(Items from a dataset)

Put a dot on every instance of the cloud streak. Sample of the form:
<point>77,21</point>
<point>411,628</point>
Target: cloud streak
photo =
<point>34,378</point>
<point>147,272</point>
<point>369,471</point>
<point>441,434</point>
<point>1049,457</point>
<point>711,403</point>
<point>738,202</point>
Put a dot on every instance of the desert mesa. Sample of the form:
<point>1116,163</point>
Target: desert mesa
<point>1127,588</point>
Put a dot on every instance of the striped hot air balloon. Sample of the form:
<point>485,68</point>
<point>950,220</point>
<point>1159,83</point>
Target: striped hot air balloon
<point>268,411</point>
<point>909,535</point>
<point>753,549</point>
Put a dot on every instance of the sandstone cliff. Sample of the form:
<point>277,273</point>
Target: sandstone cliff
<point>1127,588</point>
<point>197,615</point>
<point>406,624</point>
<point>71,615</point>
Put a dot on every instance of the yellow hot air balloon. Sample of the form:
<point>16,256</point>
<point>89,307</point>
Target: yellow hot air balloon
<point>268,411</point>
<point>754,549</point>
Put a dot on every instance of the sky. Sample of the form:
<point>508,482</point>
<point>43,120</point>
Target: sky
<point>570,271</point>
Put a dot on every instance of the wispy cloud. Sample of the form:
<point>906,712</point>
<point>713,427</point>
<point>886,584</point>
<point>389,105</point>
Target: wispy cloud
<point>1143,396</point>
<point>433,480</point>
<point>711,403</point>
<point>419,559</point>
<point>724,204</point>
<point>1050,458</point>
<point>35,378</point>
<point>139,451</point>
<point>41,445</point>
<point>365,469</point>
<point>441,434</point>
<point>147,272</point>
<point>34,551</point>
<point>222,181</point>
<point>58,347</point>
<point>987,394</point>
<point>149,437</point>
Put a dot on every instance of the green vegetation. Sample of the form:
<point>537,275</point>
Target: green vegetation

TO DO:
The lines in the entries above that carry the word "every" must be copied.

SOLUTION BELOW:
Put a dot on every instance of the cloud streak. Sample of the form:
Put a dot on every instance of the desert mesa. Sample of the form:
Put a dot on every instance of the striped hot air balloon. Sample of the form:
Put a dot on every instance of the sandstone cliff. Sample of the form:
Put a dot on every instance of the yellow hot air balloon. Sample of the form:
Put a dot on every instance of the sky. Sample of the form:
Put a dot on every instance of the wispy cloud. Sample of the form:
Put a dot on every instance of the green vegetation. Sample of the form:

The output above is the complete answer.